=== Section Start ===
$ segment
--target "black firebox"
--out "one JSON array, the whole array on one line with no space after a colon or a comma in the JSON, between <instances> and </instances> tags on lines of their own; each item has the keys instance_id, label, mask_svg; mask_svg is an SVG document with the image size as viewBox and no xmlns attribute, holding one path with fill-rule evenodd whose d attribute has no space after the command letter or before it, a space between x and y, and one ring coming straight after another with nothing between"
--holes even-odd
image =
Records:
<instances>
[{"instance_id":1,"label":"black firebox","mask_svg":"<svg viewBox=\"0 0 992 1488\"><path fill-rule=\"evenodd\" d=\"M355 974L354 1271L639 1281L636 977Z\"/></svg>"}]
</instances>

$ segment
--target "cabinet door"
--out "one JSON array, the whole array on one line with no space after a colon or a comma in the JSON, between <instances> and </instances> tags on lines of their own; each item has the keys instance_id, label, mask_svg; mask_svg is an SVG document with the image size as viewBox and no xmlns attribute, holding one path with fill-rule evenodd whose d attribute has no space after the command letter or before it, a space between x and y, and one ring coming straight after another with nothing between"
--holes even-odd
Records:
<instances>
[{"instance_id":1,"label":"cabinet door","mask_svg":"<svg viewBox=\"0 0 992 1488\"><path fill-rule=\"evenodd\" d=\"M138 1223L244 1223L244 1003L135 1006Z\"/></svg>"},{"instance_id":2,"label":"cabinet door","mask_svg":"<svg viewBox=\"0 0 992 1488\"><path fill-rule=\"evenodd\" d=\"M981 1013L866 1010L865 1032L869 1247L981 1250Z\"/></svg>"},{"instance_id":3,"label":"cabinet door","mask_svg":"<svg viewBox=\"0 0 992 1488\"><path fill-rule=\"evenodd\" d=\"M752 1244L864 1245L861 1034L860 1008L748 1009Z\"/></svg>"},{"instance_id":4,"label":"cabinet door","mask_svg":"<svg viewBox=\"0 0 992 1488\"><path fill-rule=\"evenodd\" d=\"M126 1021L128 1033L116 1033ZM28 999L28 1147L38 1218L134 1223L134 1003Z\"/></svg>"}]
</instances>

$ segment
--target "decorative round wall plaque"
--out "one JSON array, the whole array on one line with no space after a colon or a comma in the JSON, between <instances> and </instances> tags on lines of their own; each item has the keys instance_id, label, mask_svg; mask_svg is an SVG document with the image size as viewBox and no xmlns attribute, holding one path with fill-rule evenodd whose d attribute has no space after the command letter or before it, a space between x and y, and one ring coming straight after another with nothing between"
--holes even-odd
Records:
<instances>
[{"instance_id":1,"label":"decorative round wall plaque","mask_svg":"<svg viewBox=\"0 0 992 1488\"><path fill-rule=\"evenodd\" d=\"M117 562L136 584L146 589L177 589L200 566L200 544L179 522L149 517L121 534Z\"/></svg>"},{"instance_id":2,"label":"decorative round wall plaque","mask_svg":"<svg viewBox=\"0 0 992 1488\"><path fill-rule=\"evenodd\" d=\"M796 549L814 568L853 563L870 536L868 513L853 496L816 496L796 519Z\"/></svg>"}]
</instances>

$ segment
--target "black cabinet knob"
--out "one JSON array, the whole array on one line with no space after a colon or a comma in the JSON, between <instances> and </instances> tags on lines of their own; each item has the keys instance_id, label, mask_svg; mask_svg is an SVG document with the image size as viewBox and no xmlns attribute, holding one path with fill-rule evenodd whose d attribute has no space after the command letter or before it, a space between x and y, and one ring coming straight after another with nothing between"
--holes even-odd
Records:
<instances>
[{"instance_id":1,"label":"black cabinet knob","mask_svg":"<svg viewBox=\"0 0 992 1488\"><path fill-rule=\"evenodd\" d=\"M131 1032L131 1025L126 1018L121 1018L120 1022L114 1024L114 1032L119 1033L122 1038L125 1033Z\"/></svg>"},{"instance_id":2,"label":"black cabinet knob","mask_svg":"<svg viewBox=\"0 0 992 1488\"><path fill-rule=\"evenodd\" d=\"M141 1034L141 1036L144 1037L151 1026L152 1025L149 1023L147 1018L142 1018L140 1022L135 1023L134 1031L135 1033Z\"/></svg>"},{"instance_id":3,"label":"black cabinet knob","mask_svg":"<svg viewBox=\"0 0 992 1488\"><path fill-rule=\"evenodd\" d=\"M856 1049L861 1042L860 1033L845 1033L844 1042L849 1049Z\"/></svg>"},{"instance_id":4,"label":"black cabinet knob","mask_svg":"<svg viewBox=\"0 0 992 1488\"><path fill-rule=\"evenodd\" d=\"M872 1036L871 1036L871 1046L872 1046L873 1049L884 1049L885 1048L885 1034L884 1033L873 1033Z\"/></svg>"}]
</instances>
=== Section End ===
EXERCISE DESCRIPTION ::
All the lines of the material above must be given again exactly.

SOLUTION TO THE EXERCISE ::
$ segment
--target "black firebox"
--out "one JSON array, the whole array on one line with no space after a colon or a comma in the JSON, between <instances> and </instances> tags on lines of their own; each item has the keys instance_id, label, mask_svg; mask_svg is an SVG document with the image size as viewBox and no xmlns attribute, holding one path with fill-rule evenodd whose d attribute has no space after the command letter or before it, a space between x and y, and one ring coming straight after another with nothing between"
--holes even-odd
image =
Records:
<instances>
[{"instance_id":1,"label":"black firebox","mask_svg":"<svg viewBox=\"0 0 992 1488\"><path fill-rule=\"evenodd\" d=\"M355 974L354 1271L639 1281L636 977Z\"/></svg>"}]
</instances>

$ segment
--target "cabinet door"
--out "one JSON array, the whole array on one line with no space after a colon or a comma in the JSON, between <instances> and </instances> tags on lines of their own; each item has the keys instance_id, label, mask_svg; mask_svg is an SVG document with the image size as viewBox and no xmlns attribute, holding one path with fill-rule evenodd whose d attribute has no space after the command letter or before it, a space between x and y, and one ring coming straight after another with nothing between"
--holes even-odd
Records:
<instances>
[{"instance_id":1,"label":"cabinet door","mask_svg":"<svg viewBox=\"0 0 992 1488\"><path fill-rule=\"evenodd\" d=\"M138 1223L244 1223L244 1003L135 1006Z\"/></svg>"},{"instance_id":2,"label":"cabinet door","mask_svg":"<svg viewBox=\"0 0 992 1488\"><path fill-rule=\"evenodd\" d=\"M981 1013L866 1010L865 1032L869 1247L981 1250Z\"/></svg>"},{"instance_id":3,"label":"cabinet door","mask_svg":"<svg viewBox=\"0 0 992 1488\"><path fill-rule=\"evenodd\" d=\"M752 1244L864 1245L861 1034L860 1008L748 1009Z\"/></svg>"},{"instance_id":4,"label":"cabinet door","mask_svg":"<svg viewBox=\"0 0 992 1488\"><path fill-rule=\"evenodd\" d=\"M126 1021L128 1033L116 1033ZM28 999L28 1147L38 1218L134 1223L134 1003Z\"/></svg>"}]
</instances>

$ segment
--target "decorative round wall plaque"
--out "one JSON array, the whole array on one line with no space after a colon or a comma in the JSON, between <instances> and </instances> tags on lines of their own; each item has the keys instance_id, label, mask_svg; mask_svg is an SVG document with the image size as viewBox and no xmlns attribute, holding one path with fill-rule evenodd whose d attribute has no space after the command letter or before it, a space between x and y, and one ring coming straight after another with nothing between"
--holes even-odd
Records:
<instances>
[{"instance_id":1,"label":"decorative round wall plaque","mask_svg":"<svg viewBox=\"0 0 992 1488\"><path fill-rule=\"evenodd\" d=\"M117 562L136 584L146 589L177 589L200 566L200 544L179 522L149 517L121 534Z\"/></svg>"},{"instance_id":2,"label":"decorative round wall plaque","mask_svg":"<svg viewBox=\"0 0 992 1488\"><path fill-rule=\"evenodd\" d=\"M796 549L814 568L853 563L870 536L868 513L853 496L816 496L796 519Z\"/></svg>"}]
</instances>

$ segment
--target "black cabinet knob"
--out "one JSON array, the whole array on one line with no space after a colon or a comma in the JSON, between <instances> and </instances> tags on lines of their own; each item has the keys instance_id, label, mask_svg; mask_svg is an SVG document with the image size as viewBox and no xmlns attribute, holding one path with fill-rule evenodd whose d attribute has no space after the command letter or before it, a space between x and y, and one ring coming straight after another with nothing between"
--holes even-odd
Records:
<instances>
[{"instance_id":1,"label":"black cabinet knob","mask_svg":"<svg viewBox=\"0 0 992 1488\"><path fill-rule=\"evenodd\" d=\"M131 1032L131 1025L126 1018L121 1018L120 1022L114 1024L114 1032L119 1033L122 1038L125 1033Z\"/></svg>"},{"instance_id":2,"label":"black cabinet knob","mask_svg":"<svg viewBox=\"0 0 992 1488\"><path fill-rule=\"evenodd\" d=\"M141 1034L141 1036L144 1037L151 1026L152 1025L149 1023L147 1018L142 1018L140 1022L135 1023L134 1031L135 1033Z\"/></svg>"},{"instance_id":3,"label":"black cabinet knob","mask_svg":"<svg viewBox=\"0 0 992 1488\"><path fill-rule=\"evenodd\" d=\"M856 1049L861 1042L860 1033L845 1033L844 1042L849 1049Z\"/></svg>"},{"instance_id":4,"label":"black cabinet knob","mask_svg":"<svg viewBox=\"0 0 992 1488\"><path fill-rule=\"evenodd\" d=\"M872 1036L871 1036L871 1046L872 1046L873 1049L884 1049L885 1048L885 1034L884 1033L873 1033Z\"/></svg>"}]
</instances>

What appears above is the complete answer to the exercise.